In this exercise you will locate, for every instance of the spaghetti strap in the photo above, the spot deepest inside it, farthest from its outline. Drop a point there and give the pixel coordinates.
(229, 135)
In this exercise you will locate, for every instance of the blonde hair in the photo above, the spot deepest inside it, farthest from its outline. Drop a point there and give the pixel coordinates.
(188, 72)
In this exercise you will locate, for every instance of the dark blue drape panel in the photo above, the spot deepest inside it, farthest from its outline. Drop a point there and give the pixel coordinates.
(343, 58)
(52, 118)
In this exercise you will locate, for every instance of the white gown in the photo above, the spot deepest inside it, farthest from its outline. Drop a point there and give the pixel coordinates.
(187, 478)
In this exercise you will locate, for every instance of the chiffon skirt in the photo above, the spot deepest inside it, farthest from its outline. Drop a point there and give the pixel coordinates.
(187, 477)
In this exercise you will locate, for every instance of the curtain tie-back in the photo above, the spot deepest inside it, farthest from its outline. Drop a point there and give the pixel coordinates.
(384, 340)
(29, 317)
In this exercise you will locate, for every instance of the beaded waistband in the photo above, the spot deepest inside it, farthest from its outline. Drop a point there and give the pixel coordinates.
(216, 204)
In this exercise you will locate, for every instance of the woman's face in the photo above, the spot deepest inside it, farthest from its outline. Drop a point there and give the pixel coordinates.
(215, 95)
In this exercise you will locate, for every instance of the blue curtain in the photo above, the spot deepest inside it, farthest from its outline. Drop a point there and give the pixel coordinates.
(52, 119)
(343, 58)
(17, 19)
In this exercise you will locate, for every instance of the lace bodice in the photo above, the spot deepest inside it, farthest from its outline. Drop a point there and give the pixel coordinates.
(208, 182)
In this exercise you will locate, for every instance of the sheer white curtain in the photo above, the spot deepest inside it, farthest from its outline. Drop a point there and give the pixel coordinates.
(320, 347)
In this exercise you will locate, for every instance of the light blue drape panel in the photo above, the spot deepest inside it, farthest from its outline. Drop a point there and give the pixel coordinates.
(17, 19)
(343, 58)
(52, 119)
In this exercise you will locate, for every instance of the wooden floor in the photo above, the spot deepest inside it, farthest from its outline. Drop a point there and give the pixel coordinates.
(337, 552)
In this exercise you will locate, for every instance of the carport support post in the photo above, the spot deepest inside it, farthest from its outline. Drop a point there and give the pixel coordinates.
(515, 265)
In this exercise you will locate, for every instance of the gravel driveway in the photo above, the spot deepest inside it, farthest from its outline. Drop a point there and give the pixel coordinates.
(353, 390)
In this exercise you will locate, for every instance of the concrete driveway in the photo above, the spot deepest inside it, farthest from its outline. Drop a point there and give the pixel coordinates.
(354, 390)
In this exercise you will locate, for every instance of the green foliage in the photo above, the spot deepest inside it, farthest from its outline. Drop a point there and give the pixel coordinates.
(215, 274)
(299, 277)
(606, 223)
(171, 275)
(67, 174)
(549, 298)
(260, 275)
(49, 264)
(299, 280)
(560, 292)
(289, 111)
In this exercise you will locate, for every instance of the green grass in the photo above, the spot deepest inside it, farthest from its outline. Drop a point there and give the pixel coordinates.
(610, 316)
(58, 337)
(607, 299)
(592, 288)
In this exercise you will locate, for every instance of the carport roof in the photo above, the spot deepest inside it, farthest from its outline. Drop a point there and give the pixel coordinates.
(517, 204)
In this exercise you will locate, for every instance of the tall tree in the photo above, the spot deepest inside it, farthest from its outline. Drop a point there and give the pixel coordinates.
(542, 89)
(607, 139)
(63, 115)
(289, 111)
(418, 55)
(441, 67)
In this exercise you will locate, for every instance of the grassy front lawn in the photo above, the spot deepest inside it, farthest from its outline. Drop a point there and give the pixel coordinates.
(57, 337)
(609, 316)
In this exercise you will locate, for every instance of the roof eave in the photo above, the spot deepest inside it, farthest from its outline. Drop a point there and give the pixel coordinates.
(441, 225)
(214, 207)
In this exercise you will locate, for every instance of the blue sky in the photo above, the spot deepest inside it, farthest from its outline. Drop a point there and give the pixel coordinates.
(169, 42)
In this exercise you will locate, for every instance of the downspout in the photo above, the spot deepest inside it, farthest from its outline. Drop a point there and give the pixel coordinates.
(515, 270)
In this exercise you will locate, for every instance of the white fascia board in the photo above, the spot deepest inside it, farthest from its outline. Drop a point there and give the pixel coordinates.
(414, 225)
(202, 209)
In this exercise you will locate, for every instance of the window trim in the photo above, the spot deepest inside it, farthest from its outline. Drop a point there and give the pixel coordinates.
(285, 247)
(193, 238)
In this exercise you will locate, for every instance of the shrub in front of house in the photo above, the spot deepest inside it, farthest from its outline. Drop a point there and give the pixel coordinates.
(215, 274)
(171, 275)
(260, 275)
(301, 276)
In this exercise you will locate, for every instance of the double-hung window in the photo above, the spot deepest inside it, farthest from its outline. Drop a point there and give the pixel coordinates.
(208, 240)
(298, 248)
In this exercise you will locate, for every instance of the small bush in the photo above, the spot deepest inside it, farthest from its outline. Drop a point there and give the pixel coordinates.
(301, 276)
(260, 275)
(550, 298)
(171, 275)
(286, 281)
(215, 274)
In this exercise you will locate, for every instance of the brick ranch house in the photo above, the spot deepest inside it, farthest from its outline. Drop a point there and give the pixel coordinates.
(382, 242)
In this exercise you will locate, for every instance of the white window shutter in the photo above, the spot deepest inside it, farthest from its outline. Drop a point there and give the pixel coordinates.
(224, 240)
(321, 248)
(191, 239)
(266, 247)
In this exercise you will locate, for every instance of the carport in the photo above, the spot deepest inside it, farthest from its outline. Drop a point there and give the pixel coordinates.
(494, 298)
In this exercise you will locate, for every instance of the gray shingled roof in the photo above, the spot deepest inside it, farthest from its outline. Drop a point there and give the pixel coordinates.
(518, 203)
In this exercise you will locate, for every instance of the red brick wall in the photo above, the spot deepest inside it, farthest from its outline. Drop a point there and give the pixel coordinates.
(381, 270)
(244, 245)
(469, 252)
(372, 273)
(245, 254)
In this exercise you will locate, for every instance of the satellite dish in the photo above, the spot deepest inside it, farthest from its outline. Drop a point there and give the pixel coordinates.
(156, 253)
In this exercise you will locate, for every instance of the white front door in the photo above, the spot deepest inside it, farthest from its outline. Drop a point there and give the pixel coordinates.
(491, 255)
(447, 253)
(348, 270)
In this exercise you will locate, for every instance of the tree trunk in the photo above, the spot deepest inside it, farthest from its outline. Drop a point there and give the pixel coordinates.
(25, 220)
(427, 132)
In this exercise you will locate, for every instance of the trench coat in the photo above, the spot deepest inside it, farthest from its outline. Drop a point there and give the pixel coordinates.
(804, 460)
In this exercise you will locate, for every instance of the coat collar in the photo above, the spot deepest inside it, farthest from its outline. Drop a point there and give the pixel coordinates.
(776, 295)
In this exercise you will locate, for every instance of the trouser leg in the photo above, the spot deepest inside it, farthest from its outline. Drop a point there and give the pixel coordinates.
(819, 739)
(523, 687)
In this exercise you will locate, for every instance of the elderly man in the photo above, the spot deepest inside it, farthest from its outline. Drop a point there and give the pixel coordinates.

**Exercise details:**
Write every line of the entries again, word for word.

**Answer to this task:**
In this exercise you will locate, for every instance of the spaghetti strap in the photo above, the spot deepest inside it, farthest from its outline. Drop a point there and give the pixel coordinates.
(229, 135)
In this exercise you will locate, for every instance of the blonde hair in the photo above, the spot deepest inside it, farthest from its outline. Drop a point there and give the pixel coordinates.
(188, 72)
In this exercise you will locate, for every instance of the dark blue drape panel in the photo above, the spot deepest inside it, farthest from its outline. Drop a point there and give the pixel coordinates.
(343, 58)
(52, 118)
In this exercise you will locate, for every instance of the white gown in the photo above, the spot deepest inside it, farthest from its outline. Drop a point there and give the pixel coordinates.
(187, 478)
In this exercise you will locate, for every instance of the chiffon skirt in the photo above, the spot deepest inside it, farthest from its outline. Drop a point there and give the pixel coordinates.
(187, 477)
In this exercise you will locate, for every instance of the curtain tie-back in the photo above, the spot deepest inside it, farthest from its outline. Drop a point there and give the pixel coordinates.
(384, 340)
(29, 317)
In this exercise you will locate, for every instance of the beaded waistband in the photo above, the spot deepest inside it, farthest from its outline. Drop a point there and give the pixel coordinates.
(216, 204)
In this exercise you will locate, for every instance of the woman's face in the photo above, the spot deepest inside it, farthest from its outline. Drop a point there and give the pixel coordinates.
(215, 95)
In this exercise you will locate, for every instance of the blue curtain in the photo above, the spot deepest inside it, farthest from its outline. Drop a point there and give the pixel coordinates.
(52, 119)
(343, 58)
(17, 19)
In this exercise you will locate, for every instance of the lace bodice in the photo above, the spot deepest inside it, farthest from its outline. Drop a point there and give the pixel coordinates.
(208, 182)
In this exercise you will locate, for every instance of the sheer white curtain in the photo above, the spot deepest inside it, farthest from its outline. Drop a point there and give the pixel coordinates.
(320, 347)
In this exercise you will locate, for every instance of the light blue drape panel in the photo above, the spot deepest inside it, farthest from its outline. Drop a point there and give the pixel coordinates.
(17, 19)
(343, 58)
(52, 119)
In this exercise you will locate, for every instance of the wooden floor in the photo above, the spot deepest inside it, farthest from its outline. Drop a point there and give the pixel coordinates.
(337, 552)
In this exercise you will locate, for every instance of the carport support post in the photo above, the spot deepest inside it, farthest from its outline. Drop a point there and give the pixel coordinates.
(515, 265)
In this exercise you will locate, for every instance of the gravel driveway in the photo above, the spot deepest inside it, farthest from its outline. Drop a point there and give the pixel coordinates.
(353, 390)
In this exercise you will locate, for every instance of the concrete driveway in the photo above, the spot deepest inside it, farthest from its outline. Drop a point there and give the pixel coordinates.
(354, 390)
In this exercise you will locate, for every instance of the green foliage in the photo above, the spot deepest inside it, farthest from its outline. Drop a point there and give the pixel coordinates.
(215, 274)
(299, 277)
(606, 223)
(171, 275)
(67, 174)
(549, 298)
(260, 275)
(49, 264)
(299, 280)
(560, 292)
(289, 111)
In this exercise you will locate, for every instance of the green grass in the photo above, the spot deepest inside it, farthest from its outline. Drop a point there and give the pixel coordinates.
(610, 316)
(58, 337)
(607, 299)
(592, 288)
In this exercise you will locate, for every instance of the carport roof in the photo above, the spot deepest inside it, farthest from its outline. Drop a point there and give the pixel coordinates.
(517, 204)
In this exercise you will locate, for every instance of the tall tree in the photo above, the spot deepest inside it, farthest from its outline. Drop a point there and give the pixel coordinates.
(542, 89)
(607, 139)
(63, 115)
(289, 111)
(418, 55)
(441, 67)
In this exercise you will locate, for every instance of the grassy front lawn in the photo above, the spot deepest inside it, farthest from its outline. Drop a point there and give the pixel coordinates.
(57, 337)
(609, 316)
In this exercise you will locate, for every instance of the roof eave in the photo above, the spot deepest inside it, farthest from its outline. Drop a point there and give the pixel coordinates.
(441, 225)
(214, 207)
In this exercise you will locate, for every instance of the blue sky in the photo above, the spot deepest inside it, farthest from its outline. Drop a point there and give the pixel coordinates.
(169, 42)
In this exercise you will locate, for every instance of the downspout in the photo above, the spot deepest inside it, farthest from its outline. Drop a point there and give the pixel coordinates.
(515, 270)
In this exercise you will locate, for every instance of the white fascia board in the photo above, the spot deepest inside it, farthest from its outline. Drop a point there and give the pixel coordinates.
(414, 225)
(202, 209)
In this exercise you will locate, for every instance of the window trim in the photo above, the spot deepest inside it, farthest from its outline. Drop a point there and give the pixel coordinates.
(285, 247)
(193, 238)
In this exercise you will locate, for every instance of the shrub in front of house in the photo above, the spot deepest inside it, farthest from its outline. Drop a point there and give the pixel coordinates.
(215, 274)
(171, 275)
(260, 275)
(301, 276)
In this exercise you will locate, for every instance of the double-hung window in the photo above, the spot deepest inside it, farthest from its outline. Drop a point there and give the pixel coordinates.
(208, 240)
(298, 248)
In this exercise you will locate, for every instance of the small bush in the photo above, the spot deepest inside it, farthest from its outline. Drop a point there and give the pixel coordinates.
(301, 276)
(260, 275)
(550, 298)
(171, 275)
(286, 281)
(215, 274)
In this exercise you will locate, for every instance of the brick ranch house in the photo above, the spot deepest inside it, farthest from its outline. Drop a point there and give the pixel coordinates.
(382, 242)
In this exercise you will locate, for every instance of the white window shutter in the photo above, the spot deepest inside it, farthest from its outline. Drop a point there and give the pixel coordinates.
(224, 240)
(321, 248)
(191, 239)
(266, 247)
In this exercise you will locate, for every instance of the carport in the photo above, the spot deepest inside it, farthest from its outline. Drop a point there and give the pixel coordinates.
(494, 298)
In this exercise you will locate, for every instance of the gray shingled roof in the photo above, the spot deepest inside it, farthest from its outline. Drop a point there and give the pixel coordinates.
(518, 203)
In this exercise you will locate, for every instance of the red brick wall in the photo above, the spot deepest inside it, farthest from its outline. Drop a point there and give the pixel coordinates.
(381, 270)
(244, 245)
(469, 252)
(372, 273)
(245, 254)
In this exercise you will locate, for every instance of the satellite dish in the photo above, the spot deepest inside it, farthest from its outline. Drop a point there and give the pixel coordinates.
(156, 253)
In this exercise you will locate, for every instance of the white front door in the photo above, the spot deepest inside it, farthest from its outline. Drop a point there and give the pixel coordinates.
(491, 255)
(447, 253)
(348, 270)
In this exercise you will locate, for every instance of the tree trunk in the photo above, the spot deepest inside it, farthest from its outline. Drop a point there and give the pixel coordinates.
(25, 220)
(427, 132)
In this exercise you will locate, for every instance of the trench coat in the photo above, the spot deepest inside it, farthest from its outline. Drop a point there and give the pixel coordinates.
(804, 460)
In this exercise you will locate, for every instance of the coat collar in the photo above, the spot deepest inside it, farthest from its outline. Drop a point there and give the pixel coordinates.
(776, 295)
In this exercise you will locate, for every instance of the trouser leg in the photo above, the spot deepest inside it, farthest from its outline. Drop a point there and give the pixel coordinates.
(819, 739)
(523, 687)
In this exercise you will locate, for every instance of the elderly man in the photo above, the spot deepest inside it, farthest from its outline. Drop a point there and give the pixel coordinates.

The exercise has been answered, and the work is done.